____ Extracted entries
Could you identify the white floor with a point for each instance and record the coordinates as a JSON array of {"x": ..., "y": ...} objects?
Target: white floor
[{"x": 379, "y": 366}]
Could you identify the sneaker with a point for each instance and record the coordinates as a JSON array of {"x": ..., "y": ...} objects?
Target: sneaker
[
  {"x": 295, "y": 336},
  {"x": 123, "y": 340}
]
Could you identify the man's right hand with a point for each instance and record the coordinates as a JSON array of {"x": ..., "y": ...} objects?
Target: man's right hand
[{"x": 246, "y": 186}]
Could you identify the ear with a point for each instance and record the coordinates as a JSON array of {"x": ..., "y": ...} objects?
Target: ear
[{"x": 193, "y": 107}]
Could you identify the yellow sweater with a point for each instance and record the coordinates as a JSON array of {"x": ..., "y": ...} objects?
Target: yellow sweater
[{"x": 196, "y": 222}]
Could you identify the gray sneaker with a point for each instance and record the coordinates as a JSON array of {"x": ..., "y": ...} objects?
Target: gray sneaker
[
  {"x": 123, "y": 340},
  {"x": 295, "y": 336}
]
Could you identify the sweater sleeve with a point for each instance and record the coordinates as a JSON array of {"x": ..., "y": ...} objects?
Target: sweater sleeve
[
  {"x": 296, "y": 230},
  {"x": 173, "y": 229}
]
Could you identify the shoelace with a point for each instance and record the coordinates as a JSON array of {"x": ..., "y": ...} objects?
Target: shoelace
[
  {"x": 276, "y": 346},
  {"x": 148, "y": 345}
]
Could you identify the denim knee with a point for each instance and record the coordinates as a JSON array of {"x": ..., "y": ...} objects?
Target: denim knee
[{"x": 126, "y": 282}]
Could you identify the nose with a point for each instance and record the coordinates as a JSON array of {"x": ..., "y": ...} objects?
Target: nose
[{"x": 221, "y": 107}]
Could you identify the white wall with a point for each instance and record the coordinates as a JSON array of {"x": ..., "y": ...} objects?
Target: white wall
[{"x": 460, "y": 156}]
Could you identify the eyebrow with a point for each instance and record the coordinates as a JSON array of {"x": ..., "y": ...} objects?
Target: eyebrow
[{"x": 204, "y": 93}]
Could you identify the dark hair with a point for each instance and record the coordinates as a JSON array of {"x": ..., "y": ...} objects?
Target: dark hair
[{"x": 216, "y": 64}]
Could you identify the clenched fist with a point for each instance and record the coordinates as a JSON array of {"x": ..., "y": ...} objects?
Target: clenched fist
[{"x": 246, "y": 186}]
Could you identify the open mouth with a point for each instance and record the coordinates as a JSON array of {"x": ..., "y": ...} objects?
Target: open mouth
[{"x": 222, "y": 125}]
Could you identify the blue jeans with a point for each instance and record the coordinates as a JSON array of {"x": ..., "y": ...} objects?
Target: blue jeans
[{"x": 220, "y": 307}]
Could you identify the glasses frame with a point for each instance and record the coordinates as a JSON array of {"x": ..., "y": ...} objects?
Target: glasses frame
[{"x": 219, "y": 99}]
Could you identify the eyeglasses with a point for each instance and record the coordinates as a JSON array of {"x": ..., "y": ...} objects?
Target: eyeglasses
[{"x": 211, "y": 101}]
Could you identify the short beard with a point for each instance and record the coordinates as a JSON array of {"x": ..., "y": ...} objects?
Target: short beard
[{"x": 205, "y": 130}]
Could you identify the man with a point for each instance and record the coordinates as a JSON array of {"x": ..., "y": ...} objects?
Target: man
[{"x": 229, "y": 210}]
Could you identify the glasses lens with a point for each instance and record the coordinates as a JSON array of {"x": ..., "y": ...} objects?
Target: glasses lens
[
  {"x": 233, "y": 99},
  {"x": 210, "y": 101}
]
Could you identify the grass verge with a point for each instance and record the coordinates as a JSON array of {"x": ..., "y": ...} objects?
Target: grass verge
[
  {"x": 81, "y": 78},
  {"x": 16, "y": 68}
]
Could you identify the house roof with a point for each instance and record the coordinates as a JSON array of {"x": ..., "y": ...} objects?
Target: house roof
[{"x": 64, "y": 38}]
________
Rewrite the listing from the line containing "Could you identify the glasses lens" through the end, keeping the requests. In the answers, rescale every x and y coordinate by multiplying it by 0.9 and rounding to a whole number, with halves rounded up. Leave the requests and their format samples unchanged.

Could you identify the glasses lens with a point for each instance and record the coordinates as a JSON array of {"x": ..., "y": ...} objects?
Target: glasses lens
[
  {"x": 210, "y": 89},
  {"x": 189, "y": 91}
]
Could you identify the grass verge with a point for each instance and record the coordinates as a JSON array of {"x": ..., "y": ...} objects?
Target: grass verge
[
  {"x": 73, "y": 70},
  {"x": 14, "y": 61}
]
Could you identify the house roof with a point for each instance and record the coordinates as a JSON array of {"x": ..., "y": ...} objects?
Target: house roof
[{"x": 58, "y": 34}]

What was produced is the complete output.